** Opening Input material block **
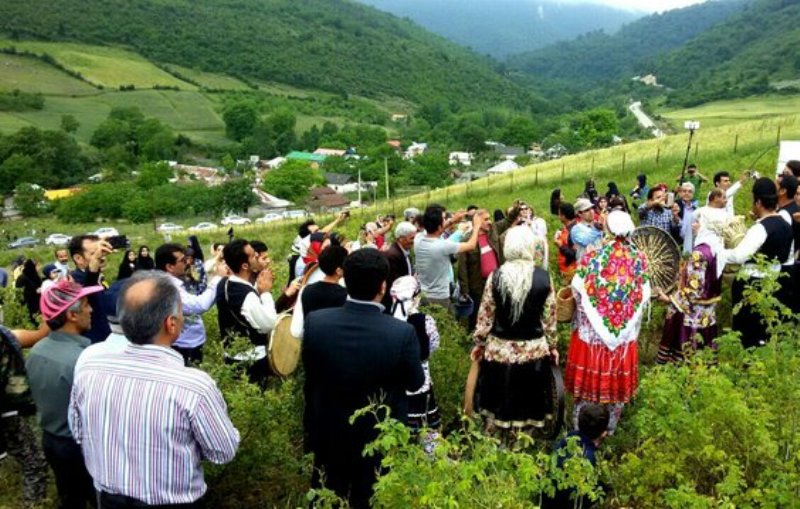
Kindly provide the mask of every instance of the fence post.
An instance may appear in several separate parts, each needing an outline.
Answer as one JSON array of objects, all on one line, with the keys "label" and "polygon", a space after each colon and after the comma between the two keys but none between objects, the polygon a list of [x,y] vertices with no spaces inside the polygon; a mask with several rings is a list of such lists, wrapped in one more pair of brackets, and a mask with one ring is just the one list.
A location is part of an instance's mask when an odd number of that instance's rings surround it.
[{"label": "fence post", "polygon": [[444,206],[450,207],[450,186],[444,188]]},{"label": "fence post", "polygon": [[397,217],[397,210],[394,208],[394,198],[392,198],[392,215]]},{"label": "fence post", "polygon": [[594,180],[594,154],[592,154],[592,180]]},{"label": "fence post", "polygon": [[539,185],[539,167],[536,167],[536,179],[533,181],[534,185]]},{"label": "fence post", "polygon": [[780,145],[781,144],[781,126],[778,126],[778,137],[775,140],[775,143]]},{"label": "fence post", "polygon": [[656,166],[660,164],[660,161],[661,161],[661,147],[658,147],[658,150],[656,151]]},{"label": "fence post", "polygon": [[733,153],[739,150],[739,133],[736,133],[736,138],[733,139]]},{"label": "fence post", "polygon": [[467,180],[467,200],[469,200],[469,185],[471,182],[472,180]]},{"label": "fence post", "polygon": [[564,170],[565,170],[564,163],[562,162],[561,163],[561,183],[562,184],[564,183]]},{"label": "fence post", "polygon": [[625,152],[622,153],[622,173],[625,173]]},{"label": "fence post", "polygon": [[509,192],[514,194],[514,172],[511,172],[511,183],[509,184]]},{"label": "fence post", "polygon": [[697,151],[698,150],[700,150],[700,144],[699,143],[695,143],[694,144],[694,161],[695,161],[695,164],[697,164]]}]

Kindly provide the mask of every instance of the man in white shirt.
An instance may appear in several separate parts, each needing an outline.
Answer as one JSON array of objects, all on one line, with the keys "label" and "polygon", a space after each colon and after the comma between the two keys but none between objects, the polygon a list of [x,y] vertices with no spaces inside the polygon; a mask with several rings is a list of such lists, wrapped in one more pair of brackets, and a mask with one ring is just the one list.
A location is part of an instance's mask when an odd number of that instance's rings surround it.
[{"label": "man in white shirt", "polygon": [[[252,347],[245,352],[226,356],[234,362],[252,362],[248,368],[250,380],[264,384],[268,374],[267,342],[275,327],[278,313],[272,298],[275,275],[269,267],[261,267],[258,253],[244,239],[235,239],[222,250],[231,276],[217,287],[219,331],[226,349],[231,338],[244,337]],[[258,273],[255,284],[252,274]]]},{"label": "man in white shirt", "polygon": [[[739,189],[742,188],[742,183],[747,180],[747,174],[743,173],[739,180],[736,182],[731,183],[731,174],[727,171],[718,171],[714,174],[714,188],[720,189],[725,193],[726,203],[725,203],[725,212],[728,215],[728,219],[733,219],[735,214],[733,208],[733,197],[736,196],[736,193],[739,192]],[[709,195],[710,199],[710,195]]]},{"label": "man in white shirt", "polygon": [[[416,253],[416,272],[422,286],[422,291],[427,296],[428,302],[438,304],[450,309],[450,272],[452,261],[450,257],[458,253],[472,251],[478,245],[483,218],[475,214],[472,218],[472,234],[466,242],[450,242],[442,238],[442,232],[449,224],[444,221],[444,207],[441,205],[428,205],[422,216],[424,233],[414,238],[414,252]],[[466,212],[453,214],[450,224],[461,221]]]},{"label": "man in white shirt", "polygon": [[178,340],[172,345],[188,366],[203,362],[203,345],[206,342],[206,327],[203,324],[203,313],[214,306],[217,299],[217,284],[220,276],[227,272],[224,265],[217,265],[216,274],[209,275],[208,286],[200,295],[189,293],[183,280],[186,271],[186,248],[180,244],[164,244],[156,249],[156,270],[169,274],[169,280],[181,295],[183,304],[184,326]]},{"label": "man in white shirt", "polygon": [[58,279],[63,279],[69,275],[69,252],[65,248],[61,248],[56,250],[55,255],[54,265],[59,272]]}]

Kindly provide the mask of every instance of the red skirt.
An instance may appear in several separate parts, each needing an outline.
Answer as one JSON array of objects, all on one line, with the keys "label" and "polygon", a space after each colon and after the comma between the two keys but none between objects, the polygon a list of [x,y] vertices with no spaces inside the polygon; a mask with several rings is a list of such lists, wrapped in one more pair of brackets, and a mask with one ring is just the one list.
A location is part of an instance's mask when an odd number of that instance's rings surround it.
[{"label": "red skirt", "polygon": [[572,395],[594,403],[627,403],[639,385],[639,350],[636,341],[611,351],[603,344],[589,345],[572,331],[564,385]]}]

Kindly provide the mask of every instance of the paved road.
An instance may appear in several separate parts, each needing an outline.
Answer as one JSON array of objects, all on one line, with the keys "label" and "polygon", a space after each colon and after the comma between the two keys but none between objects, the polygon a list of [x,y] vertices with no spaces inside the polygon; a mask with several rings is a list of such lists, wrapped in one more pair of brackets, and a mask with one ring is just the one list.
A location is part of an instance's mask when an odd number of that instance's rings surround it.
[{"label": "paved road", "polygon": [[631,105],[628,106],[628,109],[631,110],[631,113],[633,113],[633,115],[636,117],[636,120],[639,121],[640,126],[653,133],[653,136],[656,138],[664,137],[664,132],[656,126],[656,123],[653,122],[653,119],[648,117],[647,113],[642,111],[641,101],[631,103]]}]

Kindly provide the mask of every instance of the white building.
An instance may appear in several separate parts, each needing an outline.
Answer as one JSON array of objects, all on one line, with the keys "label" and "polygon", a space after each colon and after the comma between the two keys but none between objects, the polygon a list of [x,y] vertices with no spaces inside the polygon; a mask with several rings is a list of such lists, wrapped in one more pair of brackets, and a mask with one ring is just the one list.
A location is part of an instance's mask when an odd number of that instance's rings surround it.
[{"label": "white building", "polygon": [[486,173],[488,173],[489,175],[497,175],[500,173],[508,173],[510,171],[518,169],[520,169],[520,165],[518,165],[512,160],[505,160],[502,163],[496,164],[491,168],[489,168],[488,170],[486,170]]},{"label": "white building", "polygon": [[450,152],[450,155],[447,156],[447,161],[450,166],[471,166],[472,154],[469,152]]}]

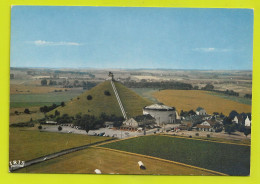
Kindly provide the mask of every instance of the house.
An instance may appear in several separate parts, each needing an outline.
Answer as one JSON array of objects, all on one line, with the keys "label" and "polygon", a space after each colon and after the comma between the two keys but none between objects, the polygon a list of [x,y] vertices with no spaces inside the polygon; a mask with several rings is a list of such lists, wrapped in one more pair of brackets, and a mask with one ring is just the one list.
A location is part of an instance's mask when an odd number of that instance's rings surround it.
[{"label": "house", "polygon": [[198,108],[196,109],[196,114],[197,114],[197,115],[206,115],[207,112],[206,112],[205,109],[203,109],[202,107],[198,107]]},{"label": "house", "polygon": [[132,128],[138,127],[138,123],[137,123],[137,121],[135,121],[134,118],[131,118],[131,119],[124,121],[123,125],[125,125],[125,127],[132,127]]},{"label": "house", "polygon": [[250,127],[250,126],[251,126],[251,121],[250,121],[250,119],[248,118],[248,116],[246,116],[246,119],[245,119],[245,126],[246,126],[246,127]]},{"label": "house", "polygon": [[196,129],[199,131],[208,131],[213,132],[215,129],[213,128],[214,122],[213,121],[204,121],[201,124],[196,125]]},{"label": "house", "polygon": [[113,128],[114,122],[107,121],[107,122],[105,122],[105,126],[106,126],[106,128]]},{"label": "house", "polygon": [[156,124],[155,118],[153,118],[150,114],[140,115],[123,122],[123,125],[120,127],[121,130],[130,130],[136,131],[138,127],[149,127],[151,125]]},{"label": "house", "polygon": [[232,120],[232,122],[238,124],[238,118],[237,118],[237,116],[234,117],[234,119]]}]

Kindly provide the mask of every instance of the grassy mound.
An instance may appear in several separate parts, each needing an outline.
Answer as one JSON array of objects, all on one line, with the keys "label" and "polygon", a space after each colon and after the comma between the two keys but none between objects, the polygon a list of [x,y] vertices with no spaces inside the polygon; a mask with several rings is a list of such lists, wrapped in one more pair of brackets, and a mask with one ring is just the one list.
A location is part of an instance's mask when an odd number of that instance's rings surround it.
[{"label": "grassy mound", "polygon": [[[115,82],[115,86],[128,117],[141,115],[142,108],[151,104],[151,102],[143,99],[121,83]],[[110,81],[97,85],[71,101],[66,102],[64,107],[58,107],[55,110],[58,110],[61,115],[65,113],[69,115],[82,113],[99,116],[104,112],[108,115],[122,116]],[[54,114],[55,110],[48,114]]]}]

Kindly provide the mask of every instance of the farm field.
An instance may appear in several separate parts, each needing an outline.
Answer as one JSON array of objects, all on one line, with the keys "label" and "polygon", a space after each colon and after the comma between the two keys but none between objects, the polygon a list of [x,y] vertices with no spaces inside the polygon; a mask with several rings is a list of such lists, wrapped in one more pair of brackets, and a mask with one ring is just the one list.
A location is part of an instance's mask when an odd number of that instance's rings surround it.
[{"label": "farm field", "polygon": [[33,107],[60,104],[80,95],[83,90],[71,90],[67,92],[51,92],[44,94],[11,94],[10,107]]},{"label": "farm field", "polygon": [[68,148],[109,139],[80,134],[40,132],[33,128],[9,128],[9,160],[31,160]]},{"label": "farm field", "polygon": [[[138,168],[137,162],[140,160],[145,164],[146,170]],[[102,174],[213,175],[195,168],[98,148],[63,155],[16,172],[94,174],[95,169],[101,170]]]},{"label": "farm field", "polygon": [[52,87],[52,86],[35,86],[35,85],[23,85],[23,84],[10,85],[10,94],[12,95],[13,94],[43,94],[43,93],[54,92],[55,90],[64,91],[65,89],[60,87]]},{"label": "farm field", "polygon": [[247,176],[250,173],[249,146],[158,135],[101,146],[177,161],[228,175]]},{"label": "farm field", "polygon": [[161,90],[153,93],[154,97],[168,106],[173,106],[178,112],[181,110],[194,111],[197,107],[203,107],[207,113],[213,112],[229,115],[232,110],[238,113],[251,112],[251,105],[235,102],[220,96],[211,95],[207,91],[201,90]]}]

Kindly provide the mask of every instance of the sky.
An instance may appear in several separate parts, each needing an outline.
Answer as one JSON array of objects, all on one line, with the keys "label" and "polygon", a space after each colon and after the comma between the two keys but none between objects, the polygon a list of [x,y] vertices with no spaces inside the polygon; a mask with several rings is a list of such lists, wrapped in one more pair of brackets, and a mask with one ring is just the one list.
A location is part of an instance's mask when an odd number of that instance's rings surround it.
[{"label": "sky", "polygon": [[252,70],[252,55],[252,9],[11,10],[11,67]]}]

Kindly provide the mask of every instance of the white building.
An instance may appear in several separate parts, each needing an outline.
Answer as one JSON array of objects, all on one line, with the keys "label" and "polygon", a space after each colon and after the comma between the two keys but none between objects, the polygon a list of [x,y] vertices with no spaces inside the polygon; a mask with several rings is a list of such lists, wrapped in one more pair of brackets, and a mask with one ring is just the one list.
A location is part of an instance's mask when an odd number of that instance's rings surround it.
[{"label": "white building", "polygon": [[196,114],[197,115],[207,115],[207,112],[205,111],[205,109],[203,109],[202,107],[198,107],[196,109]]},{"label": "white building", "polygon": [[137,123],[137,121],[134,120],[134,118],[131,118],[131,119],[124,121],[123,125],[133,127],[133,128],[138,127],[138,123]]},{"label": "white building", "polygon": [[175,123],[176,122],[176,112],[173,107],[169,107],[162,104],[153,104],[143,108],[143,114],[150,114],[157,125]]},{"label": "white building", "polygon": [[251,126],[251,121],[250,119],[248,118],[248,116],[246,117],[246,120],[245,120],[245,126]]},{"label": "white building", "polygon": [[238,118],[237,118],[237,116],[234,117],[233,122],[236,123],[236,124],[238,124]]}]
** Closing Input material block **
> **Problem requirements**
Gather every line from the entries above where the word "Kindly" appears, and copy them.

> **Response to the exercise**
Kindly provide the mask of every instance of the fence post.
Kindly provide the mask of every instance of the man in white shirt.
Kindly provide the mask of every instance of the red skirt.
Kindly provide the mask of every instance of the paved road.
Kindly provide the mask of every instance of the white building.
Kindly provide the mask of every instance of the house.
Kindly provide the mask of every instance of the grassy mound.
Kindly provide the mask of every instance of the farm field.
Kindly provide the mask of every instance of the sky.
Kindly provide the mask of every instance of the white building.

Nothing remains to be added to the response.